— START Given data —

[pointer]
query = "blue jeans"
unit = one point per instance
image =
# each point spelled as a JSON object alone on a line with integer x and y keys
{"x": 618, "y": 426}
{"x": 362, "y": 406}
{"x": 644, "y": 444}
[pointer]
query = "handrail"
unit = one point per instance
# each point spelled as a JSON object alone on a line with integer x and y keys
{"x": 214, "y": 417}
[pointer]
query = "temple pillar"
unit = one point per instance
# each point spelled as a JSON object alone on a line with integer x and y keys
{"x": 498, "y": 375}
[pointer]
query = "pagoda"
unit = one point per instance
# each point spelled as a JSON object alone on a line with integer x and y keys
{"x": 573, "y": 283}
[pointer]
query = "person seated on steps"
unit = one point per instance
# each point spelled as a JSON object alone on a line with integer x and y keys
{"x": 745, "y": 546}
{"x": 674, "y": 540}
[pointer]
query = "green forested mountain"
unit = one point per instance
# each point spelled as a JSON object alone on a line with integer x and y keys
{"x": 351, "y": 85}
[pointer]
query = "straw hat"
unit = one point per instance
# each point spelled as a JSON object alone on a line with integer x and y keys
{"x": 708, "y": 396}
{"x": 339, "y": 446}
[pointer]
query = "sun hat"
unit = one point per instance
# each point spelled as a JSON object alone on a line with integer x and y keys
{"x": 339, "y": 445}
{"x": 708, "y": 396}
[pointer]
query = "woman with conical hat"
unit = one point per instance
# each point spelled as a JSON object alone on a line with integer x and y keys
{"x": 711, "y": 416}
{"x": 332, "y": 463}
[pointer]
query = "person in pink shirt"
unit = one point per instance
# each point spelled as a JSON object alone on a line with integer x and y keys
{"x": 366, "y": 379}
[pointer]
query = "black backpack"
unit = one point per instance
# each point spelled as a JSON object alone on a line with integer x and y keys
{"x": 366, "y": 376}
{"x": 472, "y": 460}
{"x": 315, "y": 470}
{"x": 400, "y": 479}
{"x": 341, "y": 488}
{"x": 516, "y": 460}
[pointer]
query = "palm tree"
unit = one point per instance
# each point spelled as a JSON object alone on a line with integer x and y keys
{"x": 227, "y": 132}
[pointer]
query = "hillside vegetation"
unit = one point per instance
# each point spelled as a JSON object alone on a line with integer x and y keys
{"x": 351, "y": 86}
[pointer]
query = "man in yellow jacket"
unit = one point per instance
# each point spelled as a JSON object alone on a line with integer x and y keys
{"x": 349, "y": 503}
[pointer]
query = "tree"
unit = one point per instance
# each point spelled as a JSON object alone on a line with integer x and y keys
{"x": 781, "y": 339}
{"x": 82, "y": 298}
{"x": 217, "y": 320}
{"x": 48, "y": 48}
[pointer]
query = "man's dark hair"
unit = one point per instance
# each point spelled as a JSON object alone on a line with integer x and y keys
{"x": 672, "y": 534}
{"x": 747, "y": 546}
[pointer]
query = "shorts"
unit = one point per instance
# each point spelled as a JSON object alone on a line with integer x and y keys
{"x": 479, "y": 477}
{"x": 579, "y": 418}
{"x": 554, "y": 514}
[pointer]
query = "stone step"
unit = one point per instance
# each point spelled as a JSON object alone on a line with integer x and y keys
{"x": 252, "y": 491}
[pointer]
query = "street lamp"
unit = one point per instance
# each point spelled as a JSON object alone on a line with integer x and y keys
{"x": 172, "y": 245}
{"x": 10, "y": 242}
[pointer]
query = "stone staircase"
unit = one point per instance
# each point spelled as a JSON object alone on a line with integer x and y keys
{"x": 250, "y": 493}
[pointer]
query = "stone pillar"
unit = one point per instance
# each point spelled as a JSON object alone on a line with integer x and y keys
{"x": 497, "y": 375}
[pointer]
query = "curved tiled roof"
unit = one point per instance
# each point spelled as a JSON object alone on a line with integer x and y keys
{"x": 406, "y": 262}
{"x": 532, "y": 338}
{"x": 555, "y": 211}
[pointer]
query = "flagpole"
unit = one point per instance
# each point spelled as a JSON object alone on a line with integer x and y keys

— END Given data —

## Written instruction
Extract every line of the records above that contains the string "person", copying each line in full.

## Response to this exercise
query = "person seated on steps"
query = "person in pink shirt"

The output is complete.